Could you continue the forum thread below, about how much power an original engine can take, starting right after its last sentence shown?

++++ SELECTED PASSAGE

# How much power can an original engine handle?



## stef 4x4 (Jan 8, 2012)

I wonder the limits of an original engine.
How much torque and how many hp.
My engine has about 400 hp and 500 Nm and is stil alive but to be honest, I hardly use max. power.


----------



## mkV Fanatic (Oct 23, 2014)

From what I've read and gathered (and I'm no expert) but it seems like everyone seems to think and say 450-500lb torque is about the limit. But what I'm not sure is is that the engines limit or the trans and drivetrain limit. I'm assuming that you have a 6 speed that you matted to that engine? It seems the 6 speeds can hold more torque than the 5 speed that the 2.5's come with. But then again the same 5 speed was used in the 1.8T's and the early MKV diesel engines so it has to be just as good.


----------



## stef 4x4 (Jan 8, 2012)

mkV Fanatic said:


> From what I've read and gathered (and I'm no expert) but it seems like everyone seems to think and say 450-500lb torque is about the limit. But what I'm not sure is is that the engines limit or the trans and drivetrain limit. I'm assuming that you have a 6 speed that you matted to that engine? It seems the 6 speeds can hold more torque than the 5 speed that the 2.5's come with. But then again the same 5 speed was used in the 1.8T's and the early MKV diesel engines so it has to be just as good.


450-500 lbs, about 600-650 Nm, torque is a lot more than I thought!
Although my question was meant for the engine, you are right of course to mension trans and drivetrain, thanks about that.
The trans I use at the moment is a hybrid one: a combination of 02C and 02S, so 6 speed and syncro.
I hope to get answers on my question from 2.5 turbo owners, they are the ones who have some experience.
How more answers, how easyer to decide which parts should be changed at a certain power level.


----------



## killerbunny (Jul 10, 2008)

stef 4x4 said:


> I wonder the limits of an original engine.
> How much torque and how many hp.

++++++++
++++ GIVEN ENTRIES

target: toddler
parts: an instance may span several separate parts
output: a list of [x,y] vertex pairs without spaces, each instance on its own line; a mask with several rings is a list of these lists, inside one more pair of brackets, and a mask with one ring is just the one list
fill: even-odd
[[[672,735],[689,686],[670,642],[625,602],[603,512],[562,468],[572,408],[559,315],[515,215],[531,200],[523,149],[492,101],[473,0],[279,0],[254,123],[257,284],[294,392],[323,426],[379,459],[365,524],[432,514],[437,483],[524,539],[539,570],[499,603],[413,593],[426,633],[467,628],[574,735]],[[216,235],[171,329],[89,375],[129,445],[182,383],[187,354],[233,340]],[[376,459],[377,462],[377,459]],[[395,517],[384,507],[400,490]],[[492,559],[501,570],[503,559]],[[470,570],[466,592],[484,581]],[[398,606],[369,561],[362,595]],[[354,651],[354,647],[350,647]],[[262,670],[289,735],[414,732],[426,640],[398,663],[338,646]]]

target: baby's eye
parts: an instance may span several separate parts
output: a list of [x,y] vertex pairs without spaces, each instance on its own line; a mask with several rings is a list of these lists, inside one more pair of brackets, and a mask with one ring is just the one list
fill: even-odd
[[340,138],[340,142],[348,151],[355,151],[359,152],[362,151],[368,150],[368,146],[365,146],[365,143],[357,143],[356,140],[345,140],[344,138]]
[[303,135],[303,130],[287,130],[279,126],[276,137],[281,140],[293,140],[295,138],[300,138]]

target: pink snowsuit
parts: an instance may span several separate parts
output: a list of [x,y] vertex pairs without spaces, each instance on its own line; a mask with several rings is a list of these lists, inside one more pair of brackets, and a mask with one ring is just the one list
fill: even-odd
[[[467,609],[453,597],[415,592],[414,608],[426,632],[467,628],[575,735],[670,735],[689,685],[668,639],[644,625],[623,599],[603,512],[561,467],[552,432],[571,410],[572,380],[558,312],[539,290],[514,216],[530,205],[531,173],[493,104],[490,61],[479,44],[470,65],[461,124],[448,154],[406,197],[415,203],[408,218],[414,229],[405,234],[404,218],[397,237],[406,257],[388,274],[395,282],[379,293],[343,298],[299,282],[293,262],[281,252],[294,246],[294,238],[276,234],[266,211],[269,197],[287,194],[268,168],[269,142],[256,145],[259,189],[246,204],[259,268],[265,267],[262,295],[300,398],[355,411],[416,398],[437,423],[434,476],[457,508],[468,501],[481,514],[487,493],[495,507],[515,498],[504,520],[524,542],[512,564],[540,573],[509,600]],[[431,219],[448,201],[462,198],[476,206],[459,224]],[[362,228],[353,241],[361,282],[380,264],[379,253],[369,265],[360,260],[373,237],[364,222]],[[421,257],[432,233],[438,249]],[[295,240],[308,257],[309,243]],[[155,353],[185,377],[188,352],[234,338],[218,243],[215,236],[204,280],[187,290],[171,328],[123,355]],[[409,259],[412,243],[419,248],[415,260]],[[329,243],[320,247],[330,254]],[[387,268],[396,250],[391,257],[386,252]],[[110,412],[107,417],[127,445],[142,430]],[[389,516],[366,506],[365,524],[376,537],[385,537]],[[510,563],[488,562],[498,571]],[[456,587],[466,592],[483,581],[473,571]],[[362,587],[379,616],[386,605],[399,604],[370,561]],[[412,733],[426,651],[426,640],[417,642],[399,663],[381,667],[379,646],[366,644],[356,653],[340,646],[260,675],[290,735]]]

++++++++

◆ **EXERCISE OUTPUT**:
> My engine has about 400 hp and 500 Nm and is stil alive but to be honest, I hardly use max. power.


As in stock bottom end?

Sent from my HTC6535LVW using Tapatalk


----------



## stef 4x4 (Jan 8, 2012)

killerbunny said:


> As in stock bottom end?
> 
> Sent from my HTC6535LVW using Tapatalk


Yes, almost. The only mods are: oil injectors for the piston bottom cooling and crank main cap bolts from the TTRS.


----------



## killerbunny (Jul 10, 2008)

stef 4x4 said:


> Yes, almost. The only mods are: oil injectors for the piston bottom cooling and crank main cap bolts from the TTRS.


Didn't know the oil squirters were different between the two motors, good to know. 

Think there are a few around 400 whp and slightly less ft-lb of torque on stock motors, but I would not want to go any higher. 

Sent from my HTC6535LVW using Tapatalk


----------



## TrillyPop (Jan 27, 2010)

There really isn't enough data to say...meaning not enough people have blown up the stock motor and reported it. You'll hear the 400whp figure quoted, and that was from like one build and one dyno run, so I wouldn't trust it. I made about 350whp on a stock motor for a little while and rebuilt/built when timing jumped (not related to power).


----------



## stef 4x4 (Jan 8, 2012)

TrillyPop said:


> There really isn't enough data to say...meaning not enough people have blown up the stock motor and reported it. You'll hear the 400whp figure quoted, and that was from like one build and one dyno run, so I wouldn't trust it. I made about 350whp on a stock motor for a little while and rebuilt/built when timing jumped (not related to power).


Thanx for your reaction.
Imo you will read most of the times succes stories, what went wrong is often not reported I think
Íf I am right that should be a pitty, we certainly could learn from those incidents. T


----------



## biggerbigben (Jan 21, 2004)

Interesting topic. There really isn't enough failures out there to make a judgement call. I'm personally tempted to leave my valvetrain completely oem and I'll be running a HTA3582R... my only worry is valve float, but I've got some shims for the springs to try..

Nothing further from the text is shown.